[Natural language region descriptions]
↓↓↓

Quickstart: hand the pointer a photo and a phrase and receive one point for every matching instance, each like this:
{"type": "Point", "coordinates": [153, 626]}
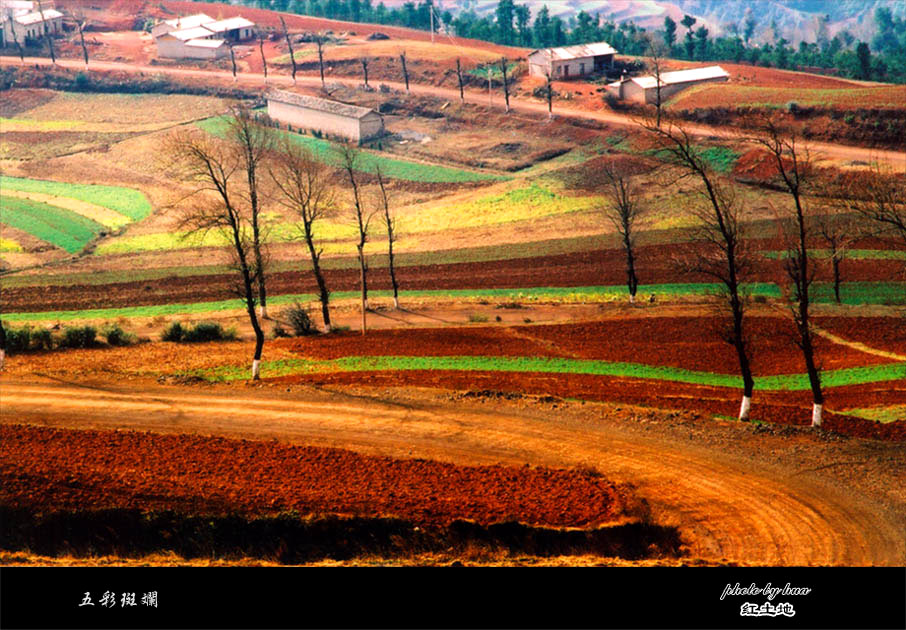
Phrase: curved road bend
{"type": "Point", "coordinates": [727, 508]}
{"type": "Point", "coordinates": [820, 149]}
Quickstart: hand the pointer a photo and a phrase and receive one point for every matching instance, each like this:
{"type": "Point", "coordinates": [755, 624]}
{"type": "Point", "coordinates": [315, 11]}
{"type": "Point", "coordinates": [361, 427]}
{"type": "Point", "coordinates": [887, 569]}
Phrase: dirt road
{"type": "Point", "coordinates": [822, 150]}
{"type": "Point", "coordinates": [730, 502]}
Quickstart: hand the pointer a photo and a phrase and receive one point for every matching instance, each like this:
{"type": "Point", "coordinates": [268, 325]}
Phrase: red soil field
{"type": "Point", "coordinates": [793, 408]}
{"type": "Point", "coordinates": [59, 469]}
{"type": "Point", "coordinates": [603, 267]}
{"type": "Point", "coordinates": [691, 343]}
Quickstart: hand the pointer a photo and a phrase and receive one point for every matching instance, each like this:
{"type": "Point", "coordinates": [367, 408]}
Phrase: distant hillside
{"type": "Point", "coordinates": [796, 20]}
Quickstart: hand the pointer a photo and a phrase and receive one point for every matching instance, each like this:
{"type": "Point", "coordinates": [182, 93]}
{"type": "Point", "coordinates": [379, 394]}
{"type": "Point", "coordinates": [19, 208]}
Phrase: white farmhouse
{"type": "Point", "coordinates": [200, 36]}
{"type": "Point", "coordinates": [571, 61]}
{"type": "Point", "coordinates": [644, 89]}
{"type": "Point", "coordinates": [333, 118]}
{"type": "Point", "coordinates": [19, 23]}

↑↑↑

- **YOUR INSTRUCTIONS**: Apart from the pictures, return the records exactly.

- **EXERCISE ANSWER**:
Quickstart: hand the pointer a photo and a phrase and receive one point for every matching instance, each like this:
{"type": "Point", "coordinates": [153, 626]}
Phrase: curved road bend
{"type": "Point", "coordinates": [727, 508]}
{"type": "Point", "coordinates": [820, 149]}
Quickstart: hand the pointer a photo and a phrase and receive one point for every matching instance, each like this:
{"type": "Point", "coordinates": [755, 624]}
{"type": "Point", "coordinates": [315, 11]}
{"type": "Point", "coordinates": [361, 427]}
{"type": "Point", "coordinates": [887, 569]}
Phrase: dirt road
{"type": "Point", "coordinates": [822, 150]}
{"type": "Point", "coordinates": [730, 502]}
Quickstart: hand the pointer a photo and a phrase and receive one point for every matching instance, each like this:
{"type": "Point", "coordinates": [268, 325]}
Phrase: red soil field
{"type": "Point", "coordinates": [793, 408]}
{"type": "Point", "coordinates": [59, 469]}
{"type": "Point", "coordinates": [603, 267]}
{"type": "Point", "coordinates": [691, 343]}
Quickstart: hand the pointer a photo and a phrase and receive one point for every matching instance, each like this:
{"type": "Point", "coordinates": [367, 408]}
Phrase: distant hillside
{"type": "Point", "coordinates": [796, 20]}
Quickstart: hand the pointer a photo and a phrase and receive one point for every matching instance, each like this:
{"type": "Point", "coordinates": [182, 93]}
{"type": "Point", "coordinates": [379, 394]}
{"type": "Point", "coordinates": [19, 208]}
Phrase: white farmhouse
{"type": "Point", "coordinates": [200, 36]}
{"type": "Point", "coordinates": [571, 61]}
{"type": "Point", "coordinates": [644, 89]}
{"type": "Point", "coordinates": [333, 118]}
{"type": "Point", "coordinates": [19, 23]}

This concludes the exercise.